Referring expression pointing data
****
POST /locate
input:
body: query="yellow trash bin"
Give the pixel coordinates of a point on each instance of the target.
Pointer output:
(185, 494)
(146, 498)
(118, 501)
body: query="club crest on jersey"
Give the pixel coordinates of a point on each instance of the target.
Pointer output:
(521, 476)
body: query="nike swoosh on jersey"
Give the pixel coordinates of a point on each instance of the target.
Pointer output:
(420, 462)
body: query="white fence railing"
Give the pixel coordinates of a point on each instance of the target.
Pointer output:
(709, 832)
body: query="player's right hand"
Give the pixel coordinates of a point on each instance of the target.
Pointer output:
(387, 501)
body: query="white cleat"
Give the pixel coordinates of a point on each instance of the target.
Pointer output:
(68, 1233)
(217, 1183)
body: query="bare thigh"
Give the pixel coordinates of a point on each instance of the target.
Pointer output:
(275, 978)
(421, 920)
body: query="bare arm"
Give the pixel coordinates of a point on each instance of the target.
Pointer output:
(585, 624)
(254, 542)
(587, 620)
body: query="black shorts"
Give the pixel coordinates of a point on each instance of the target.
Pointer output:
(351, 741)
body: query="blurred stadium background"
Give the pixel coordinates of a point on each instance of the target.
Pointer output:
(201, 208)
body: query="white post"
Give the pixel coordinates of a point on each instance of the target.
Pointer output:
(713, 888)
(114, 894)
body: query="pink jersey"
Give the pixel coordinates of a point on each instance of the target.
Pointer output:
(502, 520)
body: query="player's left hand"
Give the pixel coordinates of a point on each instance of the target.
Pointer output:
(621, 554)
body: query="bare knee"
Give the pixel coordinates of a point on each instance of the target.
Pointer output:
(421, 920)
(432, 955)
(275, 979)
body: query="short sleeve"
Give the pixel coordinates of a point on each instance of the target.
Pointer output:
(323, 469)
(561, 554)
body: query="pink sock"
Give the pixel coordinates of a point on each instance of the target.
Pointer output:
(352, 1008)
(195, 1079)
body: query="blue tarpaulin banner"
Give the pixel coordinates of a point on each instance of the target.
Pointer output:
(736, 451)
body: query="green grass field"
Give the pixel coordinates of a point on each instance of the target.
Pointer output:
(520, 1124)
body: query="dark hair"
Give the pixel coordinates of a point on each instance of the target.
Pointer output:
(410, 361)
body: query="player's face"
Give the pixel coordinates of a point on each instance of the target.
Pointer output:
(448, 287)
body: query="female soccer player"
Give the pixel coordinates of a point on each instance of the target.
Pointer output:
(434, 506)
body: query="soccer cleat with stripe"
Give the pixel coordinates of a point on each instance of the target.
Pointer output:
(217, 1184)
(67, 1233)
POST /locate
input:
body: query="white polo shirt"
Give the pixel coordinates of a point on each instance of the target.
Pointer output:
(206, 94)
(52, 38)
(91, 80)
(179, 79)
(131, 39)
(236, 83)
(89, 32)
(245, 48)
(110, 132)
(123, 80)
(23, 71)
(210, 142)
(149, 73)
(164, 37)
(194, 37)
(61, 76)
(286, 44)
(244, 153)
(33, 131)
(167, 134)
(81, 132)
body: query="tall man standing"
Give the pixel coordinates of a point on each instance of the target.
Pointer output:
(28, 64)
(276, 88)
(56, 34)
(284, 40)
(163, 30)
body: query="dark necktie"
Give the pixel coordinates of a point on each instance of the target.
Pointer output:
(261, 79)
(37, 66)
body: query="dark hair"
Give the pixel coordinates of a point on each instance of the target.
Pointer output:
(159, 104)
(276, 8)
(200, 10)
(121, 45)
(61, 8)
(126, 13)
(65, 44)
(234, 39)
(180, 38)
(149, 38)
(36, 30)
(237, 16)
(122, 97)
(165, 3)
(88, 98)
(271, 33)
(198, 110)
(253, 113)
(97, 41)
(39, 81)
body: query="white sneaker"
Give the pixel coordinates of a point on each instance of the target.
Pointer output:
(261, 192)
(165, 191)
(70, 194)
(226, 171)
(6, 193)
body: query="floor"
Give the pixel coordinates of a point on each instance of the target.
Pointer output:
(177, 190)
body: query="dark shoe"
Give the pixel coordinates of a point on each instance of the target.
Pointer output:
****
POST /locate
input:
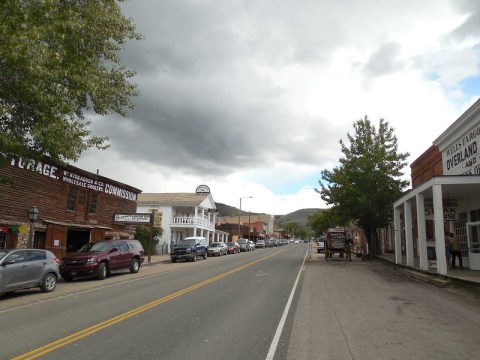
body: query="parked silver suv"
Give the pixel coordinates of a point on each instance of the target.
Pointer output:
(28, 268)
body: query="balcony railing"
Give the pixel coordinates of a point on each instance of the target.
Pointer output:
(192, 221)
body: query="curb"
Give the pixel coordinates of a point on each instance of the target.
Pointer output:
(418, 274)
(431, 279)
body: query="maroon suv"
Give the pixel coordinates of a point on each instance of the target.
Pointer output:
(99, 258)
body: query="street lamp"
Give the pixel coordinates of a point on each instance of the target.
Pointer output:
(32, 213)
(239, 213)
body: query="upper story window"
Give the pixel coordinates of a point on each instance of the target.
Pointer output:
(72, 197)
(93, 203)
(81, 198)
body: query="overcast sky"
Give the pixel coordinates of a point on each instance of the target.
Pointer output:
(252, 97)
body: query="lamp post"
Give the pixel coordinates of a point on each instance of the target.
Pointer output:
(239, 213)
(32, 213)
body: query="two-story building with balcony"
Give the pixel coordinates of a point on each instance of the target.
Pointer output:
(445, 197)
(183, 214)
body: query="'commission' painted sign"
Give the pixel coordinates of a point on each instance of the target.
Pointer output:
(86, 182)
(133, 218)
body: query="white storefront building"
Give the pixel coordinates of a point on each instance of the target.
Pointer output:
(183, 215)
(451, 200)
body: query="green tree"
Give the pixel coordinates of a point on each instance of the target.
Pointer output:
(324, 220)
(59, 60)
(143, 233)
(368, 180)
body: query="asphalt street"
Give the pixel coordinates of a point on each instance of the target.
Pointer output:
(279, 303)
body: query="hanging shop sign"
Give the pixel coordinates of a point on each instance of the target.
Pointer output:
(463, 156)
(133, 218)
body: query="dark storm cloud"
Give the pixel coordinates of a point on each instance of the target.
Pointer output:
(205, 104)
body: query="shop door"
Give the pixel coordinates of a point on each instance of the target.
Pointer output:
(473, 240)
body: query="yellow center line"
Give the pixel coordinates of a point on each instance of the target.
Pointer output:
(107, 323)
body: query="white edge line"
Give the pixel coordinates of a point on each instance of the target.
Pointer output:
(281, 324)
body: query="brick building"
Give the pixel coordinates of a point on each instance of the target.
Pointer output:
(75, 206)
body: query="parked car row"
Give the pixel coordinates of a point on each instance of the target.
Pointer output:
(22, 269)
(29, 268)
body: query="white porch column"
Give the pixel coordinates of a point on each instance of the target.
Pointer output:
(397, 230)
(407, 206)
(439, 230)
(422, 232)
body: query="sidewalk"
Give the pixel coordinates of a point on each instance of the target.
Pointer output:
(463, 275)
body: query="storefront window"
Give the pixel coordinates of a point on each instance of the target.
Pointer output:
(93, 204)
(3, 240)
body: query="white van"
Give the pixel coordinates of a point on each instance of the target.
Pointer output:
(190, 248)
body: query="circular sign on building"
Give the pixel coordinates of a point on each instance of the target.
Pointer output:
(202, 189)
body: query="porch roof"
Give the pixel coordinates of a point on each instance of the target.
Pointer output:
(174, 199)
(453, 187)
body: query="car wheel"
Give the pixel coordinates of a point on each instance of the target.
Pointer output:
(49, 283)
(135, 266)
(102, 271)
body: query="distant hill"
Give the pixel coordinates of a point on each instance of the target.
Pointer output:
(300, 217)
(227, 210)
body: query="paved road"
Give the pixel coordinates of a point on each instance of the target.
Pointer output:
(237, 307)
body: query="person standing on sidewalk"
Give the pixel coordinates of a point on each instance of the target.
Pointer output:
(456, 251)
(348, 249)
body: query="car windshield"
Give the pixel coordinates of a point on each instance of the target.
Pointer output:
****
■ WORK ITEM ■
If a line of the entries holds the word "story", copy it out.

■ WRITTEN SOLUTION ■
body: query="upper story window"
body: query="two-story building with balcony"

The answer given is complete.